Locate every line below that contains the word "table", with uppercase and lowercase treated as different, and copy each of those lines in full.

╭─ Recorded data

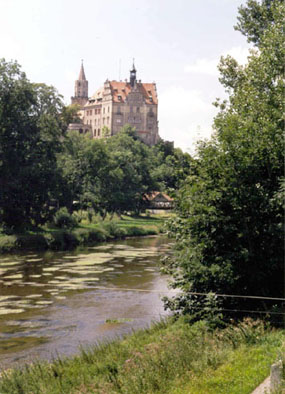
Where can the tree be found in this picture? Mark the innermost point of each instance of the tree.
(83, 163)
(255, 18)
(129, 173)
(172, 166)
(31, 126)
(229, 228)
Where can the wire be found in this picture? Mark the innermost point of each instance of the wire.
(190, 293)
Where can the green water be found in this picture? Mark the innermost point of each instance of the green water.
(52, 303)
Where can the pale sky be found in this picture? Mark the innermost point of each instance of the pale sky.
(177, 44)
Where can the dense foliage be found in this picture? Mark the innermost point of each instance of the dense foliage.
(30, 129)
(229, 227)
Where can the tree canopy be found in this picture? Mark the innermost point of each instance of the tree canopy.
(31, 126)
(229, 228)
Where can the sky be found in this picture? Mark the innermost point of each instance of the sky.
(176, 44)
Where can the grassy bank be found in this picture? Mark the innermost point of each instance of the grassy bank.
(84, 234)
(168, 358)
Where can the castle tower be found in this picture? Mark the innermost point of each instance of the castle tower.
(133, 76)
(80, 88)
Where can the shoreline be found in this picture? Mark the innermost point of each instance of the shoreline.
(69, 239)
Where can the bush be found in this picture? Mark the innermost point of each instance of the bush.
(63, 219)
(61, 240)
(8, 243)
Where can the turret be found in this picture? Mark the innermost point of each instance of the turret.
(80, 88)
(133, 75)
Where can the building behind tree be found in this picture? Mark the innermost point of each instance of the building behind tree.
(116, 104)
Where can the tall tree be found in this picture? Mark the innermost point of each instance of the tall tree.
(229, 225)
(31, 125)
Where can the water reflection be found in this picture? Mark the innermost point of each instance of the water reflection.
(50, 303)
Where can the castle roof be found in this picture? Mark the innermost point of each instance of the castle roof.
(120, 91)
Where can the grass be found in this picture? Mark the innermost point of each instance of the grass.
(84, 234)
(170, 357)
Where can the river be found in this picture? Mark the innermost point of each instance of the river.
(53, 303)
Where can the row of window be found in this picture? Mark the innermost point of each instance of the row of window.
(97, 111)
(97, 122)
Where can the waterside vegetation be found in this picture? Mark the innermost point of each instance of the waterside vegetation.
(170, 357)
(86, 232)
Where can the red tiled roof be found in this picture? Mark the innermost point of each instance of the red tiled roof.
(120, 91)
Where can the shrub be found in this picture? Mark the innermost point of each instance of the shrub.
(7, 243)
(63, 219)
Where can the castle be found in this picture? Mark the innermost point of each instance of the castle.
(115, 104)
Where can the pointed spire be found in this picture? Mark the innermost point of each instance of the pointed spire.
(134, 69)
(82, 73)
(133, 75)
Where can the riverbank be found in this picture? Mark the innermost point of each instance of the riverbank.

╰─
╭─ Recorded data

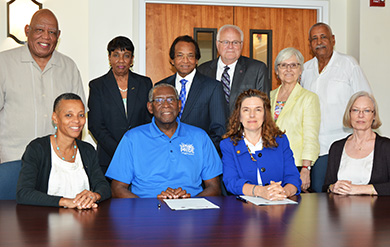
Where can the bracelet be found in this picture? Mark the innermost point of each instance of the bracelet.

╰─
╭─ Recorded data

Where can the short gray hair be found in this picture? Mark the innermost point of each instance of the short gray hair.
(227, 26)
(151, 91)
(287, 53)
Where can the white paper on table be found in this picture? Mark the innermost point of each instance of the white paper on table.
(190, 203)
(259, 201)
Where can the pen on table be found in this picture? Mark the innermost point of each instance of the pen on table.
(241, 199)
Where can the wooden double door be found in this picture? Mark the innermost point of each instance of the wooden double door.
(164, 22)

╰─

# [Correct answer]
Where can the white paper on table be found in this picture? Mark the innermost point of each instance of the white paper on table.
Where can the pen on table be found in this picture? Mark the innermost point of each instance of the pen on table.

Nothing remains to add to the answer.